Given exercise — Locate each line in the material below that contains the word "dirt", and copy all of those lines in full. Case must match.

Data records
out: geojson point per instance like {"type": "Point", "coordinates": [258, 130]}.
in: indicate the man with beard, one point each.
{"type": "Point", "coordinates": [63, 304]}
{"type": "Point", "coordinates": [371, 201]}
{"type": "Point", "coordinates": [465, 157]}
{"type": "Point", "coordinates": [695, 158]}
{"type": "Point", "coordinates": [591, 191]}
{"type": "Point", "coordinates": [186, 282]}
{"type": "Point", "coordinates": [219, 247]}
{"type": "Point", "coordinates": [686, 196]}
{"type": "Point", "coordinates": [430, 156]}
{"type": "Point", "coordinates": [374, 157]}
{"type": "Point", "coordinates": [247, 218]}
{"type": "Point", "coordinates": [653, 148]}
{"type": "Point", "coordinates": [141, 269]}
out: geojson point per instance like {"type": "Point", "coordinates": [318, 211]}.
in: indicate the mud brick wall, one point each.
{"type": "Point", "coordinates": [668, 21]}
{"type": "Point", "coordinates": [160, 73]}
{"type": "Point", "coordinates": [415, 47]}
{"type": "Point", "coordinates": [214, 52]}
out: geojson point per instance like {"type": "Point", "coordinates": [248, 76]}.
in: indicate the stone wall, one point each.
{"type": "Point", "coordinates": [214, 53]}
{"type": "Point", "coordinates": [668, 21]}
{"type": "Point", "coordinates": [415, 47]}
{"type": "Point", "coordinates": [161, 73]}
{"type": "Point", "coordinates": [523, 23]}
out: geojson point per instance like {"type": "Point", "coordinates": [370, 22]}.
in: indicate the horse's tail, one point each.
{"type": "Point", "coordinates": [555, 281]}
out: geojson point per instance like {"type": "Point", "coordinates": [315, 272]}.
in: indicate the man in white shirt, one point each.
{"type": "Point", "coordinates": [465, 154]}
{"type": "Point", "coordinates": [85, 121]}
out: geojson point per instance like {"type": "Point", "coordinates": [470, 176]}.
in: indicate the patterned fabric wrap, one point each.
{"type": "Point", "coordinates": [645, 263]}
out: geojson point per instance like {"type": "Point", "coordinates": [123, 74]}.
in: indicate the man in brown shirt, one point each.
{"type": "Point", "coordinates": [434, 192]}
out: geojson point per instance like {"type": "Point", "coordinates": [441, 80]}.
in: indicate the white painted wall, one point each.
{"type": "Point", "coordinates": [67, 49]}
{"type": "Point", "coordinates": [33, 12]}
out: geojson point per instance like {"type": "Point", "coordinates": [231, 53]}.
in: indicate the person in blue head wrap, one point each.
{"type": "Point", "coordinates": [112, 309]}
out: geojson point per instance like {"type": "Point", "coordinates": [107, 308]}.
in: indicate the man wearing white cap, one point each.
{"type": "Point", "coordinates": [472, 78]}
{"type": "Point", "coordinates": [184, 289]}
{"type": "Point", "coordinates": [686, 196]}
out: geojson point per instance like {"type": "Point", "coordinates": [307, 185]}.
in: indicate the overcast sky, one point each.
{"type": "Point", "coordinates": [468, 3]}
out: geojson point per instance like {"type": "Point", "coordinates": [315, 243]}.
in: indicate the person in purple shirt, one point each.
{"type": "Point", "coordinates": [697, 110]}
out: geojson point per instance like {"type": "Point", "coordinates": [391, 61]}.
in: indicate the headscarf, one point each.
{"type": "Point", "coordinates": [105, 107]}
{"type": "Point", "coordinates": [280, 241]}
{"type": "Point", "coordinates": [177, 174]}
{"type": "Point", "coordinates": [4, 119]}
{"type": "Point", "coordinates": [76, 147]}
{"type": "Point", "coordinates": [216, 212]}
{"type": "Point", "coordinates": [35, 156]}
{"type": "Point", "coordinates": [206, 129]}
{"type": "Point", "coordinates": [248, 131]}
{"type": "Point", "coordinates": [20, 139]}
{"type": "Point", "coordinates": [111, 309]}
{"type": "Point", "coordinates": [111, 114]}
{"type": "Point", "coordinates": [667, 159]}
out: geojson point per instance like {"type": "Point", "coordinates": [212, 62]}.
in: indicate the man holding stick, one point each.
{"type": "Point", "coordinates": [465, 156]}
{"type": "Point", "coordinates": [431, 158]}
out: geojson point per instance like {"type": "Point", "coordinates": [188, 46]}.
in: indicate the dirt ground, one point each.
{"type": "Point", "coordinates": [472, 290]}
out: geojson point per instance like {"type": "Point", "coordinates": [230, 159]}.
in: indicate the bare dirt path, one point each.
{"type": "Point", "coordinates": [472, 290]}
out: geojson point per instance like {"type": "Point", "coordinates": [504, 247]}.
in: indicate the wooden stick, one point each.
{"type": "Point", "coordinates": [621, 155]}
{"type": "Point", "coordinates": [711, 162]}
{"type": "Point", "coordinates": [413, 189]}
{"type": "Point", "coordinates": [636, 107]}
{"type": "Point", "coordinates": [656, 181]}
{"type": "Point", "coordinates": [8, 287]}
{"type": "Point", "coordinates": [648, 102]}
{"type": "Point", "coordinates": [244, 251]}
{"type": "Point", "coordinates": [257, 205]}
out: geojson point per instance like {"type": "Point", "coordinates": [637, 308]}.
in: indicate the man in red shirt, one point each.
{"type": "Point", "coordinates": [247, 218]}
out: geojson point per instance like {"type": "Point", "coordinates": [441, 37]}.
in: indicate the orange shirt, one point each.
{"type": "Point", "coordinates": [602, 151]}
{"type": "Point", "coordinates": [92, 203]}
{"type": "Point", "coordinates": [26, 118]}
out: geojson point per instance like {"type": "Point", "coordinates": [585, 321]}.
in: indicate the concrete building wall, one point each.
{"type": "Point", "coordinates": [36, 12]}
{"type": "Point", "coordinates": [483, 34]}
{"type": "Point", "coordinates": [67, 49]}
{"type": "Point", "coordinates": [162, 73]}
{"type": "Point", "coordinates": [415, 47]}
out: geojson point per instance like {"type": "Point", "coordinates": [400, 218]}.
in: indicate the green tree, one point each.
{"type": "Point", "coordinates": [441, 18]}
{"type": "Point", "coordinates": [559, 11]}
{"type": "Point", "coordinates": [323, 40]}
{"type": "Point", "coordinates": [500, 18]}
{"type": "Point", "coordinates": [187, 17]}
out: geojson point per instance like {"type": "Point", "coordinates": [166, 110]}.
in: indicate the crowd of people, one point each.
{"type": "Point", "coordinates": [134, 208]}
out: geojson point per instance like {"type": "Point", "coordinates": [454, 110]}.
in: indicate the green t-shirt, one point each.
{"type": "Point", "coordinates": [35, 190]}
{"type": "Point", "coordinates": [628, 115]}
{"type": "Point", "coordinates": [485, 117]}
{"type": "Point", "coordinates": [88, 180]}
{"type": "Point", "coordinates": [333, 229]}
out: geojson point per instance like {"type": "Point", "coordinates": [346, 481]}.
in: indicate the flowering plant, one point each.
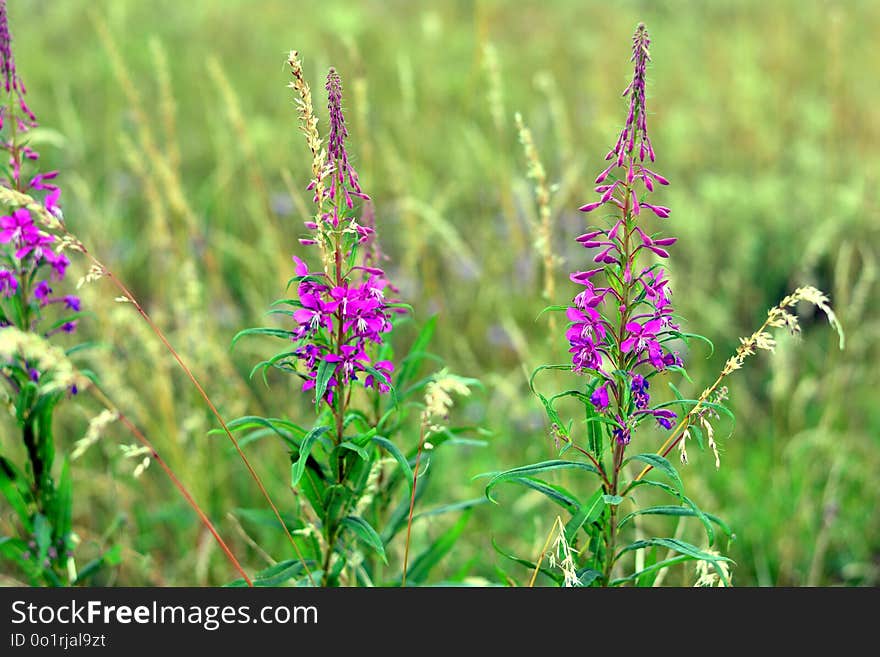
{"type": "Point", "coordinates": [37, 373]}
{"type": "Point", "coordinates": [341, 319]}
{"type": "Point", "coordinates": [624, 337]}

Task result —
in: indicate the dirt ground, one point each.
in: indicate the bare dirt path, one point each.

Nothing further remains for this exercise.